• Aim of the exercise
Write out, word for word, the stretch of the film review below from "Dutch director Frans Weisz's" through "its target audience.".

*** Selected passage Section Begins ***

Dutch director Frans Weisz's fascinating docu juxtaposes wildly disparate texts and textures, including Salomon's haunting artwork and excerpts from Weisz's own 1980 biopic, "Charlotte."
If Anne Frank had been 26 instead of 13, had been obsessed with an absent lover and had illustrated her diary with hundreds of painted drawings, the result might have been Charlotte Salomon’s extraordinary “Life? or Theater?” completed in 1943 — just six months before her deportation and death in Auschwitz. Dutch director Frans Weisz’s fascinating docu juxtaposes wildly disparate texts and textures, including Salomon’s haunting artwork and excerpts from Weisz’s own 1980 biopic, “Charlotte.” The dramatic intersections of her interior journey with the larger catastrophe of the Holocaust should propel the pic well beyond its target audience.
Salomon’s 769 paintings are arranged here as a vivid slideshow, sometimes isolating annotated moments within her narrative, sometimes sketching multiple variations on her lover’s face, or sometimes illustrating successive stages of an action within a single frame. Helmer Weisz often briefly poses the talking heads of his interview subjects — art critics, curators, biographers — in front of this moving storyboard, their voices remaining after their images fade.

*** Selected passage Section Ends ***
*** Raw data Section Begins ***

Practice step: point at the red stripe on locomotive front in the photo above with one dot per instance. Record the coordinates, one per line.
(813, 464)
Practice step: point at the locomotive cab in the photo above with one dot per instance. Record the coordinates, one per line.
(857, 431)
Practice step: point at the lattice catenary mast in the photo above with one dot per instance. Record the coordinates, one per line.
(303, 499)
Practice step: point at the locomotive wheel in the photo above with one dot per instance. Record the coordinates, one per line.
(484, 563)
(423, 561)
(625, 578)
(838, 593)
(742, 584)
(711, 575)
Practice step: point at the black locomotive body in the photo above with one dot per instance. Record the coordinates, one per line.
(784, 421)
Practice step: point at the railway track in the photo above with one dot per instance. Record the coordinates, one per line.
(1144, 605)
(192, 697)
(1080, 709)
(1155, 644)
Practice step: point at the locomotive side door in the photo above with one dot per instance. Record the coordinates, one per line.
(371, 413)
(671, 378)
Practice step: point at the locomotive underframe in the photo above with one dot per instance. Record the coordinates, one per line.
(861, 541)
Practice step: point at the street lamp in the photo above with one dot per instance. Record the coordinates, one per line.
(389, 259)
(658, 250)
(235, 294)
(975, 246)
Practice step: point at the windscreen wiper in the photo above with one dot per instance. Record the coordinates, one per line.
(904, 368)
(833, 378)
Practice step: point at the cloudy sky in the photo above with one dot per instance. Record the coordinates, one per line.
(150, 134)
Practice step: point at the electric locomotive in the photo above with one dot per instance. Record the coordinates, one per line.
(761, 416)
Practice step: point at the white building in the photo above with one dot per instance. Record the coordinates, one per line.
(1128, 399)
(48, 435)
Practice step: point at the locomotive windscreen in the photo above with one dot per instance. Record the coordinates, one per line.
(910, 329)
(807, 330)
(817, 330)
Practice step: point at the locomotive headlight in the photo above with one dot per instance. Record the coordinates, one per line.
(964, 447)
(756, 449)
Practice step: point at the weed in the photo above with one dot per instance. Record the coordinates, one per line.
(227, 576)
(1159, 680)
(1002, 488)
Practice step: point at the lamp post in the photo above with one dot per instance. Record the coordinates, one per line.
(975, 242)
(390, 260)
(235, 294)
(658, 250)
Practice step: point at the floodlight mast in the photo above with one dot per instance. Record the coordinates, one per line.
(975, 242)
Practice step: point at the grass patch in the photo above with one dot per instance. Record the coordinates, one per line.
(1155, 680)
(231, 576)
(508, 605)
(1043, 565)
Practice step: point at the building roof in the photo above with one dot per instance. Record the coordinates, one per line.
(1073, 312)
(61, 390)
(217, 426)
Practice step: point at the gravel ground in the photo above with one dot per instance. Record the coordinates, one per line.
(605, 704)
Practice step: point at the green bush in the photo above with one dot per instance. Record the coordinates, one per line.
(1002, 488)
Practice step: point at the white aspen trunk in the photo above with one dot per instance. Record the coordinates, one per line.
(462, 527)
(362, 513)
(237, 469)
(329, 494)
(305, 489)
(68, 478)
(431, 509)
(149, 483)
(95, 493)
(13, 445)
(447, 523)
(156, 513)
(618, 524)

*** Raw data Section Ends ***

• Result of this task
Dutch director Frans Weisz's fascinating docu juxtaposes wildly disparate texts and textures, including Salomon's haunting artwork and excerpts from Weisz's own 1980 biopic, "Charlotte."
If Anne Frank had been 26 instead of 13, had been obsessed with an absent lover and had illustrated her diary with hundreds of painted drawings, the result might have been Charlotte Salomon’s extraordinary “Life? or Theater?” completed in 1943 — just six months before her deportation and death in Auschwitz. Dutch director Frans Weisz’s fascinating docu juxtaposes wildly disparate texts and textures, including Salomon’s haunting artwork and excerpts from Weisz’s own 1980 biopic, “Charlotte.” The dramatic intersections of her interior journey with the larger catastrophe of the Holocaust should propel the pic well beyond its target audience.